[Region labeling records]
## Start

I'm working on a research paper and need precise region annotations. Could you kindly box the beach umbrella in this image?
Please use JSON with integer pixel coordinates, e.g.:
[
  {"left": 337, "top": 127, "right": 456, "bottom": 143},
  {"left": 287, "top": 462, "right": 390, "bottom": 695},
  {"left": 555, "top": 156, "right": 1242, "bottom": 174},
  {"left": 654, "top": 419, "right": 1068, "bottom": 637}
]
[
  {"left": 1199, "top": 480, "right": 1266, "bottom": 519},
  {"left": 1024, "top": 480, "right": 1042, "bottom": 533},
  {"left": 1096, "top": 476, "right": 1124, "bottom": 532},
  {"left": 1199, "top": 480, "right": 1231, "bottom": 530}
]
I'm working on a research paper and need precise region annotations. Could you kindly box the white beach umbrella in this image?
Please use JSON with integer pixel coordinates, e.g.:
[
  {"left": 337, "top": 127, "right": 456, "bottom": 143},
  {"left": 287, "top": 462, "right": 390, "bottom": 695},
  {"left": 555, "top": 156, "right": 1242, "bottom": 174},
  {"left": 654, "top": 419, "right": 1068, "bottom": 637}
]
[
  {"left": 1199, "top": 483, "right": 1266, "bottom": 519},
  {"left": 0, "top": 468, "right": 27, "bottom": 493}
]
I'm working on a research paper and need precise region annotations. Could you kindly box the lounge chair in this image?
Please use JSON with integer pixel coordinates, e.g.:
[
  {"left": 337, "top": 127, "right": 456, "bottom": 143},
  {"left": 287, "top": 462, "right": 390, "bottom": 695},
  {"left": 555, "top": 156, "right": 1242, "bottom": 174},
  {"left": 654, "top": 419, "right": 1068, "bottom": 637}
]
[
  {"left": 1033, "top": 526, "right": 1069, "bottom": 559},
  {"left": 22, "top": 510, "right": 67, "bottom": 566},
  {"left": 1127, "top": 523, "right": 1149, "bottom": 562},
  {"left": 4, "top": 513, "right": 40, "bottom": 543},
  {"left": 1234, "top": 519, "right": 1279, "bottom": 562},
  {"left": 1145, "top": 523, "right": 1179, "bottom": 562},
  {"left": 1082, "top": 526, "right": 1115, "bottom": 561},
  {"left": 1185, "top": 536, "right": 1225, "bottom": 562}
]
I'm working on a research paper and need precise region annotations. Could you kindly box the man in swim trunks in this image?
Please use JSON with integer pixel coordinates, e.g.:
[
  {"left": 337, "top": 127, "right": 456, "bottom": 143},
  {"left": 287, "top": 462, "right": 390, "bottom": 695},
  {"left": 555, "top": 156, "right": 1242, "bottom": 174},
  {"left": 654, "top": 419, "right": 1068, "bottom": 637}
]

## End

## SHORT PROBLEM
Restate every entry word for word.

## WRITTEN ANSWER
I'm working on a research paper and need precise region annotations. Could you kindly box the beach umbrella in this image?
Please use JSON with integer pixel coordinates, e.g.:
[
  {"left": 337, "top": 127, "right": 456, "bottom": 143},
  {"left": 287, "top": 462, "right": 390, "bottom": 695},
  {"left": 555, "top": 156, "right": 1242, "bottom": 174},
  {"left": 654, "top": 419, "right": 1068, "bottom": 637}
]
[
  {"left": 1199, "top": 480, "right": 1266, "bottom": 519},
  {"left": 1024, "top": 480, "right": 1042, "bottom": 533},
  {"left": 1096, "top": 476, "right": 1124, "bottom": 532},
  {"left": 1199, "top": 480, "right": 1231, "bottom": 530}
]
I'm working on a research paper and need precise region annotations. Could you kindly box the white beach umbrella in this image?
Please use JSON with integer pixel coordinates, e.g.:
[
  {"left": 337, "top": 127, "right": 456, "bottom": 143},
  {"left": 287, "top": 462, "right": 390, "bottom": 695},
  {"left": 555, "top": 156, "right": 1242, "bottom": 174},
  {"left": 654, "top": 419, "right": 1068, "bottom": 637}
]
[
  {"left": 1199, "top": 483, "right": 1266, "bottom": 519},
  {"left": 0, "top": 468, "right": 27, "bottom": 493}
]
I'm working on a research paper and need precise region annotations. Could you kindly box the lounge chair in this image?
Please use JSON with integer pixel coordinates, e.g.:
[
  {"left": 337, "top": 127, "right": 456, "bottom": 143},
  {"left": 287, "top": 462, "right": 390, "bottom": 695},
  {"left": 555, "top": 156, "right": 1242, "bottom": 174},
  {"left": 654, "top": 419, "right": 1068, "bottom": 637}
]
[
  {"left": 1033, "top": 526, "right": 1069, "bottom": 559},
  {"left": 22, "top": 510, "right": 67, "bottom": 566},
  {"left": 1127, "top": 523, "right": 1149, "bottom": 562},
  {"left": 4, "top": 513, "right": 40, "bottom": 543},
  {"left": 1234, "top": 519, "right": 1279, "bottom": 562},
  {"left": 1145, "top": 523, "right": 1179, "bottom": 562},
  {"left": 1082, "top": 526, "right": 1115, "bottom": 561},
  {"left": 1185, "top": 536, "right": 1225, "bottom": 562}
]
I'm working on a research paper and need precise region annotations. Could you kindly box the man in swim trunks in this image?
Please use JSON with integer pixel coordinates, e.g.:
[
  {"left": 337, "top": 127, "right": 456, "bottom": 143},
  {"left": 287, "top": 462, "right": 390, "bottom": 695},
  {"left": 555, "top": 156, "right": 1242, "bottom": 174},
  {"left": 654, "top": 419, "right": 1068, "bottom": 637}
]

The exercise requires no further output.